- [SET EXERCISE]:
Collect every line of the material below that contains the string "white", copying each one in full.

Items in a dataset
• • • •

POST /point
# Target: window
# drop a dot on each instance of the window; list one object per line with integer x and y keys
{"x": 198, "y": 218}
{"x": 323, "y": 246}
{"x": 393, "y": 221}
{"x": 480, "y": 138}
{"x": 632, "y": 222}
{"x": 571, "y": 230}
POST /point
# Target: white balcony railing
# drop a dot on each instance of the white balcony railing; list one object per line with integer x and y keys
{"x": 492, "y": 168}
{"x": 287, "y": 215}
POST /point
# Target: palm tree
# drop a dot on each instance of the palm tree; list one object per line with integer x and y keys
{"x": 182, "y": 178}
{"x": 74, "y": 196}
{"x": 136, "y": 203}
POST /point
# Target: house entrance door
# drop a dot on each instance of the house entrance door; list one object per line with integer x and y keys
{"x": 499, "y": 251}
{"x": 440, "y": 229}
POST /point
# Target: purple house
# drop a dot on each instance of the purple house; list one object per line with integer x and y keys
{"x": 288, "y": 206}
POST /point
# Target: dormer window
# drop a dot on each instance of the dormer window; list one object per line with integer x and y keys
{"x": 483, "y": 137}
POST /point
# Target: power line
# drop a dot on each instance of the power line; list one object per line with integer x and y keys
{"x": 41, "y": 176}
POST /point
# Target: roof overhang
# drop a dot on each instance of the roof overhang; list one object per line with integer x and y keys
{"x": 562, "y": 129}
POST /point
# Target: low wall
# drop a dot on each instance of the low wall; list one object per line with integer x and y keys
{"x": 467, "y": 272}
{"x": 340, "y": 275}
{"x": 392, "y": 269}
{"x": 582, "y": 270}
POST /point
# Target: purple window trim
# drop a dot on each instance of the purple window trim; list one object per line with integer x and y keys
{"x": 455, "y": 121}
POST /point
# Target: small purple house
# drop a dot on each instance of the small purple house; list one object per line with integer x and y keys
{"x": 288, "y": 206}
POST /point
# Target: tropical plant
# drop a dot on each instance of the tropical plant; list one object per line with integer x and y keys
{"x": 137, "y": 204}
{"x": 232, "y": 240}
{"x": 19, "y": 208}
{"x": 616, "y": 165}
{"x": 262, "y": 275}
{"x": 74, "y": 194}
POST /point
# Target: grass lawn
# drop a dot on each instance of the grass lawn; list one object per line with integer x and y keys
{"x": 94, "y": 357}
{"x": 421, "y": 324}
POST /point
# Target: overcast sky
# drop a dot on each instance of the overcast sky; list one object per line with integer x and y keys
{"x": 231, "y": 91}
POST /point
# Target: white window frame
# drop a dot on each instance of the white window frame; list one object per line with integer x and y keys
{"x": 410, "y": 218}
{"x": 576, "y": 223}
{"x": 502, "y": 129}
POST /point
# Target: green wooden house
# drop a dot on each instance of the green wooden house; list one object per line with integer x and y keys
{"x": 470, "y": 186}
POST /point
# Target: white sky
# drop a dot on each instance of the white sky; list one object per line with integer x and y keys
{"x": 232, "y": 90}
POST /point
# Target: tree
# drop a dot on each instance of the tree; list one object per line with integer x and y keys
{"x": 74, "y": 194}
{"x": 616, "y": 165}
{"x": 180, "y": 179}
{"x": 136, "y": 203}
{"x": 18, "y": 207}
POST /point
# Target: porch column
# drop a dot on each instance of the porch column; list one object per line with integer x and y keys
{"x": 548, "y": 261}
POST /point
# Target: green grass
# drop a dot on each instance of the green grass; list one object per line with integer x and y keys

• • • •

- [SOLUTION TO THE EXERCISE]:
# Target: white balcony railing
# drop a dot on each instance of the white balcony railing; list one object per line with integer x and y keys
# Target: white window frame
# drop a dot on each instance of the white window frame; list one object per line with integer x and y keys
# Target: white sky
# drop a dot on each instance of the white sky; list one object per line with integer x and y keys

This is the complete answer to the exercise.